§ Objectif fixé 1
D'après l'article sur le Naha-Te, en quelle année un empereur chinois aurait-il envoyé ses premiers émissaires vers Okinawa ?
§ Objectif fixé 2
Extrayez de l'article sur le Naha-Te le passage qui s'ouvre sur les mots contenant « Deuxième partie : le » et se referme sur « l’histoire du Naha-Te. ».

§ Article

▬▬▬

Le Naha-Te, les racines chinoises du karaté

Karaté

Zenei Oshiro, 8e dan Karaté goju-ryu et Kobudo • © Denis Boulanger / FFKDA
Zenei Oshiro, 8e dan Karaté goju-ryu et Kobudo • © Denis Boulanger / FFKDA
Oshiro Sensei est l’un des plus fins connaisseurs de ce karaté traditionnel issu de la petite île du pacifique perdue entre la Chine et le Japon, Okinawa. Lors d’un article précédent la semaine dernière, nous avons découvert la lignée du karaté « Shotokan », issu d’un des trois grands styles d’Okinawa, le Shuri-Te. Découvrons cette fois la grande influence du Naha-Te.

Deuxième partie : le Naha-Te, les racines chinoises du karaté

Rappelons cette histoire semi légendaire des trente-six familles chinoises réunies dans ce village de Kume, en périphérie de Naha à l’époque. Ce serait en 1393 qu’un empereur chinois envoya ses premiers émissaires vers Okinawa pour demander un tribut. Ce sont des diplomates, des marchands, des experts de toutes sortes qui diffusent la culture chinoise. On trouve encore la trace de manifestations publiques des gens de Kume effectuées au XIXe siècle. C’est là que commence l’histoire du Naha-Te.

▬▬▬

(Données tirées d'une collection)
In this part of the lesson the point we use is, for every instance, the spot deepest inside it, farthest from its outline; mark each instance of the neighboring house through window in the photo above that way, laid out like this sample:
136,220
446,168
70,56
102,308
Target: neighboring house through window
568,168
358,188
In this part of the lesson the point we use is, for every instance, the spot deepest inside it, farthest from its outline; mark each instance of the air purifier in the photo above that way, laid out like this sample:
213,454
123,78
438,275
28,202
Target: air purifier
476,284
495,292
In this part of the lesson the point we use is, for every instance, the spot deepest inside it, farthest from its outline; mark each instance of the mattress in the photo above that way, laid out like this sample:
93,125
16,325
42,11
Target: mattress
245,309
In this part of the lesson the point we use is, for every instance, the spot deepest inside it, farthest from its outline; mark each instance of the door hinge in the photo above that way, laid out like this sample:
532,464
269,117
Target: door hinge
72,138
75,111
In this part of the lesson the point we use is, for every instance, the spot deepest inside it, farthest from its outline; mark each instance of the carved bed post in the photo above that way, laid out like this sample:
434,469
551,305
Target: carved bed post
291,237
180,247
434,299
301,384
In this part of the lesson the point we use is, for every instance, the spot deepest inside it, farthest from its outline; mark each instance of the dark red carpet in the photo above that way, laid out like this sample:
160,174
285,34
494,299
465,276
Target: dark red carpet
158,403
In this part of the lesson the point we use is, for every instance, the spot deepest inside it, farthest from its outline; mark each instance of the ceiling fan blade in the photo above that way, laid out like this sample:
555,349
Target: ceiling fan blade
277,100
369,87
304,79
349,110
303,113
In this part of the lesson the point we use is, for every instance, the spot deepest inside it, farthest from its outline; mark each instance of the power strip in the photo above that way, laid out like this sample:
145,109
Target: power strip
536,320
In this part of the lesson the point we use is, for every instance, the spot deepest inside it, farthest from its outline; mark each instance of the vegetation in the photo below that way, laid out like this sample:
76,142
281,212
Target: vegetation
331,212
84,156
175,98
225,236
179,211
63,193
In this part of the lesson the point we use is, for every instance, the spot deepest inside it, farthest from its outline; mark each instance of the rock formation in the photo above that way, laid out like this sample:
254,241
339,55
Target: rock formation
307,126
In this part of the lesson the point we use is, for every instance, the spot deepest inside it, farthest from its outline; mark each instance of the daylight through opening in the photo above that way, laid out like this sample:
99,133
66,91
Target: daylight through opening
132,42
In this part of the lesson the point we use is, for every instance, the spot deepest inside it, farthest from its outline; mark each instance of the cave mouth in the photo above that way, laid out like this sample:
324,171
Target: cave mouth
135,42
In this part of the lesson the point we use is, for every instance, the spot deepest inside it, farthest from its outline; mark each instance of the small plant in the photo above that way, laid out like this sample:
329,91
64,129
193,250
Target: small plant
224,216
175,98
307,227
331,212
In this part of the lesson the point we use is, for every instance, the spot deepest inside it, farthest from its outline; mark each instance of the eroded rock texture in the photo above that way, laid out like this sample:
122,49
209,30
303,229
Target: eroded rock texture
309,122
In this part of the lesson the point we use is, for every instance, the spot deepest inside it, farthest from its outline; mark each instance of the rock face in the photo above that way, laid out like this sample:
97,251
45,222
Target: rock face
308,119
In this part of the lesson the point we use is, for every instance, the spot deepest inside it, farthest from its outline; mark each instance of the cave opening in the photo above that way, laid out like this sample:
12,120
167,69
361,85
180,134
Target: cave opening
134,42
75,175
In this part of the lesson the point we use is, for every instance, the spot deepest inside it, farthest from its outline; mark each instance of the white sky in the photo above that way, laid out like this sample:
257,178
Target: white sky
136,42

▬▬▬

§ Résultat obtenu 1
En 1393.

§ Résultat obtenu 2
Deuxième partie : le Naha-Te, les racines chinoises du karaté

Rappelons cette histoire semi légendaire des trente-six familles chinoises réunies dans ce village de Kume, en périphérie de Naha à l’époque. Ce serait en 1393 qu’un empereur chinois envoya ses premiers émissaires vers Okinawa pour demander un tribut. Ce sont des diplomates, des marchands, des experts de toutes sortes qui diffusent la culture chinoise. On trouve encore la trace de manifestations publiques des gens de Kume effectuées au XIXe siècle. C’est là que commence l’histoire du Naha-Te.